Records to use
-.-.-

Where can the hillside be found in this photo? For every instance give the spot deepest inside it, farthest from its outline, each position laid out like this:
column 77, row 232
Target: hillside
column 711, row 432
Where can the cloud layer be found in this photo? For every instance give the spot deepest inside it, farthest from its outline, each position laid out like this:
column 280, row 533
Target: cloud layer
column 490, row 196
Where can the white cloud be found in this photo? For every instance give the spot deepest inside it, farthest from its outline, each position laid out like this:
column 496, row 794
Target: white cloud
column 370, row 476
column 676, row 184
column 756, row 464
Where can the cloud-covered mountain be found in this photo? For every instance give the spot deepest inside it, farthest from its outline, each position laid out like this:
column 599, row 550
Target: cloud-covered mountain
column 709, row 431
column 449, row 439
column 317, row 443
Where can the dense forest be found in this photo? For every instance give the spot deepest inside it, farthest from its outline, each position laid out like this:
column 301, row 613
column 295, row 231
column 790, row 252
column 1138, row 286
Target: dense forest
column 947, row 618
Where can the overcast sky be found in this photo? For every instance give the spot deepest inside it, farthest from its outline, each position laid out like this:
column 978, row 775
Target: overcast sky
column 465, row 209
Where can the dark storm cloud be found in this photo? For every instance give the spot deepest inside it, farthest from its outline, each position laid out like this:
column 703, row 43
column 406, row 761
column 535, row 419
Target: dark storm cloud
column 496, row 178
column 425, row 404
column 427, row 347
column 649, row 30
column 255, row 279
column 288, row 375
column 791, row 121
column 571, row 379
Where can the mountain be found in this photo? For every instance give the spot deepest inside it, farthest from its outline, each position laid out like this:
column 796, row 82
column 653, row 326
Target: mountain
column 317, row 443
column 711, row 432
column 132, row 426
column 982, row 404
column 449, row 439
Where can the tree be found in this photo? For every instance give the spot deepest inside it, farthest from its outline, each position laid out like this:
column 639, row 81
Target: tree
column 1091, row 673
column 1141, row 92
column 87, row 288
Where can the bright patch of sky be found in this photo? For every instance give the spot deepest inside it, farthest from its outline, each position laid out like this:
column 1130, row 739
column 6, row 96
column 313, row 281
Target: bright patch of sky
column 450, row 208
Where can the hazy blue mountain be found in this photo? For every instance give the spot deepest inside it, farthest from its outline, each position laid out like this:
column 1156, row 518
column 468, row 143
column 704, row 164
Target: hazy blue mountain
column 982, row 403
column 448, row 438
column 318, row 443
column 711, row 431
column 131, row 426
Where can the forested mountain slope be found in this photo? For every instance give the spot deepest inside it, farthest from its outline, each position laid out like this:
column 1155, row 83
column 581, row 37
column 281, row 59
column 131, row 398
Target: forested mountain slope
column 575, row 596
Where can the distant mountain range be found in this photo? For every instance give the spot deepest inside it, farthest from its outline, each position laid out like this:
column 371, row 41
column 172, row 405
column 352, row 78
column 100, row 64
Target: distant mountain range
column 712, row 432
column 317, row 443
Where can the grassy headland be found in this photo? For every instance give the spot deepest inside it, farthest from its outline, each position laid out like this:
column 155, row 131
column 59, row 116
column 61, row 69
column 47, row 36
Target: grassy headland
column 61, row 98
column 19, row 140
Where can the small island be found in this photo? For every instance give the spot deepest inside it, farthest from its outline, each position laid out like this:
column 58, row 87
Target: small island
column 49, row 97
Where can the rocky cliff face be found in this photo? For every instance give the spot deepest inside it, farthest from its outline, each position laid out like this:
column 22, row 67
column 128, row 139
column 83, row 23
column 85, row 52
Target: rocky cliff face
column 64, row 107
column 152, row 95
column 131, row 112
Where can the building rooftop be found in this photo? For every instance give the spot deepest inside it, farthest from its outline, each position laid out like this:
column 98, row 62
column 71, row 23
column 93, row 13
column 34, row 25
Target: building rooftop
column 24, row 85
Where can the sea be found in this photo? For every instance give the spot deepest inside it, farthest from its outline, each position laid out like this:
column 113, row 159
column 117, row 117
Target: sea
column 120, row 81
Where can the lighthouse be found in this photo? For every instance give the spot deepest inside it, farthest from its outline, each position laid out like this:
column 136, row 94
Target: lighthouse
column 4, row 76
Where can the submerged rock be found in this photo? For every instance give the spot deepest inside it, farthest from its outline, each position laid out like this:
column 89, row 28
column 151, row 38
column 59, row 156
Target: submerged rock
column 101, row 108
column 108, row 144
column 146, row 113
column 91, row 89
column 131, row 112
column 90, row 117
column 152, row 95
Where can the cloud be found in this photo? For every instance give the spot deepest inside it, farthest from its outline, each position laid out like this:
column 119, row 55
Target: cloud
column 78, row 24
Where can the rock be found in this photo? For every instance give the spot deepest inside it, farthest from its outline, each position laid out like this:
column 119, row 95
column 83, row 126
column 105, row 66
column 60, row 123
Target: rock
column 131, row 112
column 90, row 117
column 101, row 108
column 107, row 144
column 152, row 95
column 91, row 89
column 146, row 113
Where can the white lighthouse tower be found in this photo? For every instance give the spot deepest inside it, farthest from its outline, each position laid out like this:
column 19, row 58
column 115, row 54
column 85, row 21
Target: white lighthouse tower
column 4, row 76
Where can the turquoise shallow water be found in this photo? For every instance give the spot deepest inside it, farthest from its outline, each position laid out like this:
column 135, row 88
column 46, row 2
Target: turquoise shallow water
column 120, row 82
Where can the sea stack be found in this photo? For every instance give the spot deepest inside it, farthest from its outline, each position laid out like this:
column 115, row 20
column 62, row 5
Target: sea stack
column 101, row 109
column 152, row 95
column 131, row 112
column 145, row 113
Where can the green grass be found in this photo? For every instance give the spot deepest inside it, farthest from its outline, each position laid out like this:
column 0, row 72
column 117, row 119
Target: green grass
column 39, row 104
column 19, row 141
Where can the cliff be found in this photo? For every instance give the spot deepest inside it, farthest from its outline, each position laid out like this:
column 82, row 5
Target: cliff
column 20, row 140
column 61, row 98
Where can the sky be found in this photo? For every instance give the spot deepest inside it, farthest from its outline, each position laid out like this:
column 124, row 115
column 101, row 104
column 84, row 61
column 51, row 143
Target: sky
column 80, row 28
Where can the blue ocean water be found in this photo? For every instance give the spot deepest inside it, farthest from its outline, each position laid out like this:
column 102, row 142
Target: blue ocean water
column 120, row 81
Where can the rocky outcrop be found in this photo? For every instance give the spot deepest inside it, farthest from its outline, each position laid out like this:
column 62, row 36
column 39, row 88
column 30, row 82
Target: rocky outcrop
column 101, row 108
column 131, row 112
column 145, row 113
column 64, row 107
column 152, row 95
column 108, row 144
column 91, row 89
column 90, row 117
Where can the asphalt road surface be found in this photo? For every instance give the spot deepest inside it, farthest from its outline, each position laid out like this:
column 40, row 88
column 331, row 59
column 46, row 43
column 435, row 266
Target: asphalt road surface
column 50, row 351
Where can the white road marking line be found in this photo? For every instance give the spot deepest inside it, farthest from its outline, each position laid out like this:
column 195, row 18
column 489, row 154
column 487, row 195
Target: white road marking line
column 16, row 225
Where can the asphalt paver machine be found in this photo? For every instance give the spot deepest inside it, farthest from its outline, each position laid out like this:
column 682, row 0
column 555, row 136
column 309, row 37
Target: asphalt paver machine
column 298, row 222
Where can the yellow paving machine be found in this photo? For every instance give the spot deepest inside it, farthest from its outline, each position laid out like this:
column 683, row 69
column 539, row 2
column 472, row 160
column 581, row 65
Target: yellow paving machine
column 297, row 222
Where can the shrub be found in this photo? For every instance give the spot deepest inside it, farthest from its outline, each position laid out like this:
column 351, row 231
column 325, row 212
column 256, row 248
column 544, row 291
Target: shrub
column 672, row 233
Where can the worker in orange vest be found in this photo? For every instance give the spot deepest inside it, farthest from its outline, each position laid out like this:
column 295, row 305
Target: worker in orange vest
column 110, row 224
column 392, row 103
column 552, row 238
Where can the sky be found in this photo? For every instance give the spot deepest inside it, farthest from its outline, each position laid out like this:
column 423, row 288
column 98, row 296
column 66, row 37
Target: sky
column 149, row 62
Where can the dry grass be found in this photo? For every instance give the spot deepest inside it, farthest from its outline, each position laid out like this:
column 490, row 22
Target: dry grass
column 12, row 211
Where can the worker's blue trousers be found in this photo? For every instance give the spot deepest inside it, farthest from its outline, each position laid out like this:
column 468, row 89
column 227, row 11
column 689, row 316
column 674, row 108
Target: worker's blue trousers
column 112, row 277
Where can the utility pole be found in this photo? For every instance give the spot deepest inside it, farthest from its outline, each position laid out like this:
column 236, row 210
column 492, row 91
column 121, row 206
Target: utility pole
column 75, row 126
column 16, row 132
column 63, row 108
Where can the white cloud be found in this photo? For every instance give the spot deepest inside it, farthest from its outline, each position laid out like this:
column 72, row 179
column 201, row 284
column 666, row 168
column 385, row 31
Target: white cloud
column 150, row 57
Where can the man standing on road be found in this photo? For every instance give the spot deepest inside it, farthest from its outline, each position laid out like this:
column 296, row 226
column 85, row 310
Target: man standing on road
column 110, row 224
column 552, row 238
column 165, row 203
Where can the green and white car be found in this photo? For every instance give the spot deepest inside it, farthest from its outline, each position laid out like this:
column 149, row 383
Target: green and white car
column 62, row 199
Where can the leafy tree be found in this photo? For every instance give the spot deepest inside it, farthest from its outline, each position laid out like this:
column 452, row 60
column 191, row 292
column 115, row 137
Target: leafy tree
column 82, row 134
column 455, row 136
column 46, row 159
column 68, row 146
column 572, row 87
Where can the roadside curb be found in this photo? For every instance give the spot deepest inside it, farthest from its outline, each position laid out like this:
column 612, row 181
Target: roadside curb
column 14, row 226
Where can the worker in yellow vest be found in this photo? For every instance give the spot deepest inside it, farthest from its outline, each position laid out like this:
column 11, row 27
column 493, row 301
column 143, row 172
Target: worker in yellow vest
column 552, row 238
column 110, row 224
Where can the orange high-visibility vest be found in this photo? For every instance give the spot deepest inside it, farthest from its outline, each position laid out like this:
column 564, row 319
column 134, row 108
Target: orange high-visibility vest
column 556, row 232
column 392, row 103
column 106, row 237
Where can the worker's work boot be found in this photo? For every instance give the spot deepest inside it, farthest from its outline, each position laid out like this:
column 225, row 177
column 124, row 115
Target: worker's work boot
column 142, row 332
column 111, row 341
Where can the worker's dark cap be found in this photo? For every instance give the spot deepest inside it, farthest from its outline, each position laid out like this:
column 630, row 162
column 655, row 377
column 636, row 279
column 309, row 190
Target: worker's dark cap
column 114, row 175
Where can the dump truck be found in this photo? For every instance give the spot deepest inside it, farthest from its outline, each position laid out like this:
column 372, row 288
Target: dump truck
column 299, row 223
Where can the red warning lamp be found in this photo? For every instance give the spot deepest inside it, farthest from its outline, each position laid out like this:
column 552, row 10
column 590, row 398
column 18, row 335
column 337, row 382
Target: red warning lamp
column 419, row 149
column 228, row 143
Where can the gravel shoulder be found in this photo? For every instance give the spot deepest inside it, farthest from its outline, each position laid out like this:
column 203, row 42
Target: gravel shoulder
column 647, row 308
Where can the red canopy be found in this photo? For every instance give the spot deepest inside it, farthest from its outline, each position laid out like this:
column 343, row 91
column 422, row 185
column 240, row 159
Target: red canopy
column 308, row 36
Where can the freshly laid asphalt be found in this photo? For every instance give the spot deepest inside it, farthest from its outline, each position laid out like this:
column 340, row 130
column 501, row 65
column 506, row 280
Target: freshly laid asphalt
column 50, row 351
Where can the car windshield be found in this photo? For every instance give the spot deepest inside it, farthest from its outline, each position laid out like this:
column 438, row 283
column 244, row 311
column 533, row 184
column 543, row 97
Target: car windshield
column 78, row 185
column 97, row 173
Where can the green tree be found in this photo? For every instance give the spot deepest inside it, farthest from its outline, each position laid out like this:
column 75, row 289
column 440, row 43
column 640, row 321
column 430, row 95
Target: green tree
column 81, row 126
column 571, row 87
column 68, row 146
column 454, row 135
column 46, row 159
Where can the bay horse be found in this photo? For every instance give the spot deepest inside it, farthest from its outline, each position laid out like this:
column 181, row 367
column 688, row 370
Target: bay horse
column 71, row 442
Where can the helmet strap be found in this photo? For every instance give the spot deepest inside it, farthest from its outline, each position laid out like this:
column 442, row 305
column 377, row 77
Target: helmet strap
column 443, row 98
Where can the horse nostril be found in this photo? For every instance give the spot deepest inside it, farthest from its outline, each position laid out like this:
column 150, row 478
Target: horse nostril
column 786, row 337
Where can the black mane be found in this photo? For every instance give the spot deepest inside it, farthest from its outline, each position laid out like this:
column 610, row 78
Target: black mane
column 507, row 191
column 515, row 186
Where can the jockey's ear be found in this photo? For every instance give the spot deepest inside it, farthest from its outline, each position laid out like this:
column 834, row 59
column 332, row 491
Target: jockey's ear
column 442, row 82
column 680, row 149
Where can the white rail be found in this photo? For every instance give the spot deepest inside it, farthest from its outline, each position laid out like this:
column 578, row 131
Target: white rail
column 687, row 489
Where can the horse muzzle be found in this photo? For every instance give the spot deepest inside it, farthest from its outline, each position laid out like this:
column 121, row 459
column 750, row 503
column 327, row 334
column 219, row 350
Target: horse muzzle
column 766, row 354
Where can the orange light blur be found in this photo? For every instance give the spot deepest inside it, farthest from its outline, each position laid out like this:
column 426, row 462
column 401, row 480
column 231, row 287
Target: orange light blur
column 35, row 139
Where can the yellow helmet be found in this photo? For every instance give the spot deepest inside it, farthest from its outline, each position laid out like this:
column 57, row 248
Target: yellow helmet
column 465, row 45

-.-.-

Exercise details
The lines above from the one with "column 84, row 61" through the one with "column 30, row 82" are to be duplicated exactly, ends included, with nothing added.

Reply
column 84, row 61
column 51, row 143
Target: sky
column 80, row 28
Where can the blue ocean water be found in this photo? For every instance give the spot deepest inside it, farthest from its outline, each position laid out like this:
column 102, row 142
Target: blue ocean water
column 120, row 81
Where can the rocky outcrop be found in this photo? For every instance give the spot deepest inside it, farthest from its outline, each position laid out like this:
column 62, row 36
column 39, row 88
column 30, row 82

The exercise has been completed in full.